> [Task]: Format these lines as a numbered list, leaving out blank lines and pictures.

[Point placement records]
·····

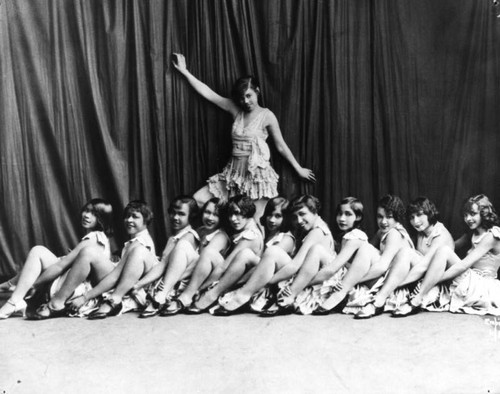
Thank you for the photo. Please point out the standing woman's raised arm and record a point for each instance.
(202, 89)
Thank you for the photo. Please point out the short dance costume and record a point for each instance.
(249, 171)
(476, 291)
(313, 296)
(363, 294)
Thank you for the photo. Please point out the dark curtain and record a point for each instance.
(375, 96)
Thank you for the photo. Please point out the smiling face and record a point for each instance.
(473, 217)
(420, 221)
(305, 218)
(274, 220)
(385, 220)
(249, 100)
(346, 218)
(89, 220)
(236, 219)
(134, 223)
(210, 216)
(179, 217)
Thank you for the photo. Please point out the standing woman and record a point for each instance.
(249, 171)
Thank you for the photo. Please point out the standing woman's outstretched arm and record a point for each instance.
(282, 147)
(202, 89)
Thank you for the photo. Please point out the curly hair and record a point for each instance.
(103, 211)
(425, 206)
(245, 205)
(139, 206)
(242, 85)
(177, 203)
(489, 217)
(394, 205)
(355, 205)
(271, 205)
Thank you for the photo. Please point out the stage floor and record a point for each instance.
(425, 353)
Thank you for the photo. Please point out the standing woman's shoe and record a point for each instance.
(17, 309)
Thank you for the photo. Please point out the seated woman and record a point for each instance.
(474, 288)
(183, 258)
(275, 221)
(138, 256)
(369, 264)
(211, 265)
(276, 265)
(321, 271)
(410, 264)
(42, 266)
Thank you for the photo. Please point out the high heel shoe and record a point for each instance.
(19, 309)
(10, 287)
(369, 311)
(221, 311)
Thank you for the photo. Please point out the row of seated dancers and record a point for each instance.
(290, 262)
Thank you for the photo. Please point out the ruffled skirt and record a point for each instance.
(236, 178)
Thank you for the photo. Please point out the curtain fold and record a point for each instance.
(375, 97)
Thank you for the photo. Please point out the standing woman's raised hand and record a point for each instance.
(179, 62)
(306, 174)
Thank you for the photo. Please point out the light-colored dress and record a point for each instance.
(192, 254)
(476, 291)
(400, 297)
(313, 296)
(364, 293)
(144, 238)
(249, 171)
(269, 293)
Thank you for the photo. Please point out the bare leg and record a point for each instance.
(176, 266)
(233, 273)
(273, 259)
(205, 265)
(38, 260)
(90, 260)
(397, 272)
(443, 258)
(360, 266)
(316, 257)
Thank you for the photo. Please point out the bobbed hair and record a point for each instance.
(177, 203)
(394, 205)
(103, 211)
(241, 85)
(310, 202)
(271, 205)
(356, 206)
(489, 217)
(425, 206)
(243, 203)
(139, 206)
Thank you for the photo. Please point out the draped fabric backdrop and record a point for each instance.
(374, 96)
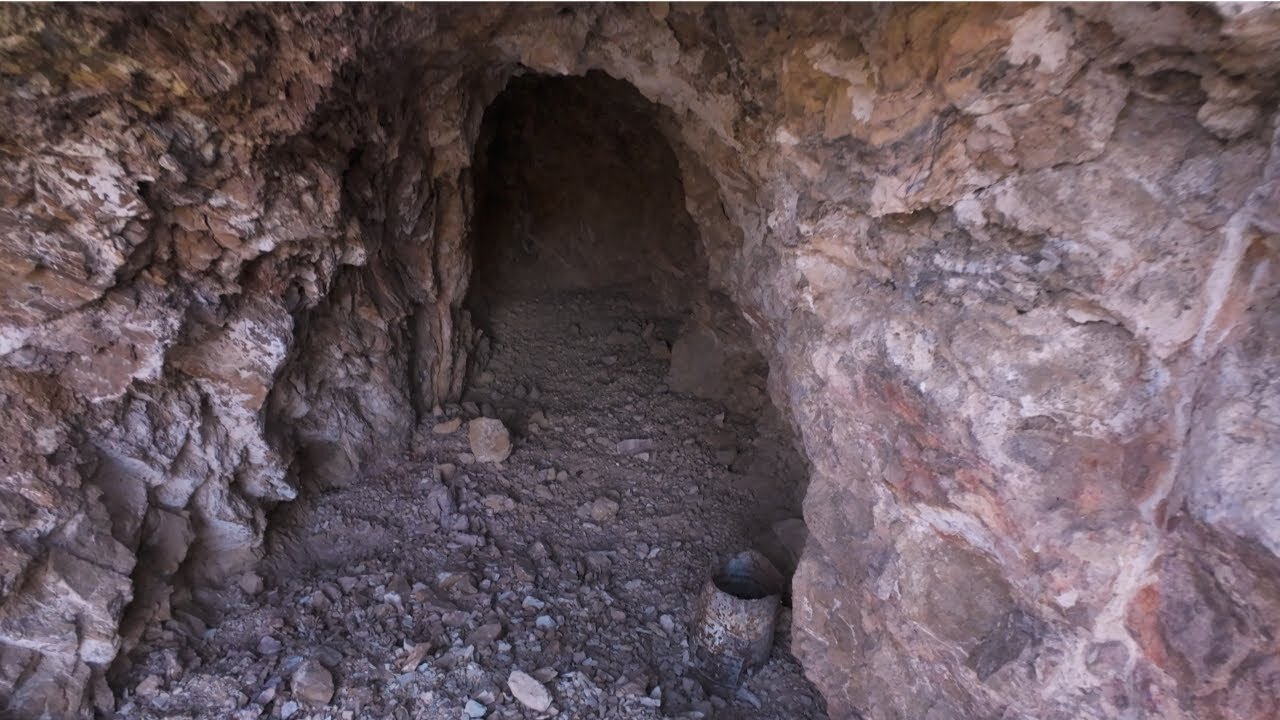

·····

> [Written solution]:
1. Thank you for the photo. Please point out the standing woman's raised arm and record a point for each instance.
2. (202, 89)
3. Thank you for the photo. Please point out the short dance costume and record a point for each instance.
4. (249, 171)
5. (476, 291)
6. (313, 296)
7. (363, 294)
8. Thank you for the photo. Please point out the dark curtain and record a point for each instance.
9. (375, 96)
10. Thank you for the photo. Please point out the smiling face and record a point for each instance.
11. (473, 217)
12. (420, 221)
13. (305, 218)
14. (274, 220)
15. (385, 220)
16. (249, 100)
17. (346, 218)
18. (89, 220)
19. (236, 219)
20. (134, 223)
21. (210, 216)
22. (179, 217)
23. Thank you for the photo. Please point out the standing woman and record a point for each instance.
24. (249, 171)
25. Thank you for the photo. Please point out the standing woman's outstretched arm and record a point for each instance.
26. (282, 147)
27. (202, 89)
28. Thank you for the photo. Please point out the curly hair and record a point for each instance.
29. (103, 211)
30. (425, 206)
31. (245, 205)
32. (139, 206)
33. (242, 85)
34. (177, 203)
35. (489, 217)
36. (394, 205)
37. (355, 205)
38. (271, 205)
39. Thank you for the photo. Please point out the stage floor and record a point for each instance.
40. (425, 353)
41. Thank you for the photo. Please point out the standing woman's shoe and record a point for each instance.
42. (17, 309)
43. Thank you for the photo. Please point out the seated woman and record a point for each instance.
44. (474, 288)
45. (183, 258)
46. (275, 221)
47. (138, 256)
48. (369, 264)
49. (211, 265)
50. (276, 265)
51. (321, 271)
52. (410, 264)
53. (42, 266)
54. Thank you for the photo. Please point out the high heel shoe and record a point for each instance.
55. (19, 309)
56. (10, 287)
57. (369, 311)
58. (221, 311)
59. Thank you for the photo. Please point out the row of seated dancers and record a point for each instance.
60. (290, 262)
61. Thank you for the photo. Please point out the ruffled skirt and record a point for each instance.
62. (236, 178)
63. Thank you for the photo. Please point out the curtain fold and record a point for each instance.
64. (375, 97)
65. Thank you for the photo. Please point out the standing woman's raised hand and record a point for each instance.
66. (179, 62)
67. (306, 174)
68. Thank you for the photo. Please point out the light-colored dress and record a point for each instance.
69. (192, 254)
70. (476, 291)
71. (400, 297)
72. (313, 296)
73. (364, 293)
74. (144, 238)
75. (249, 171)
76. (269, 293)
77. Thank you for the photo. Please point out the bare leg and record a point for each instance.
78. (176, 266)
79. (233, 273)
80. (273, 259)
81. (205, 265)
82. (38, 260)
83. (90, 260)
84. (397, 272)
85. (443, 258)
86. (360, 266)
87. (316, 257)
88. Thank you for the photo. Please point out the bobbed hair and record a point for each instance.
89. (177, 203)
90. (394, 205)
91. (103, 211)
92. (241, 85)
93. (310, 202)
94. (271, 205)
95. (356, 206)
96. (489, 217)
97. (425, 206)
98. (243, 203)
99. (139, 206)
100. Thank you for the photo. Please point out the draped fabric backdrop and record a point for each instance.
101. (374, 96)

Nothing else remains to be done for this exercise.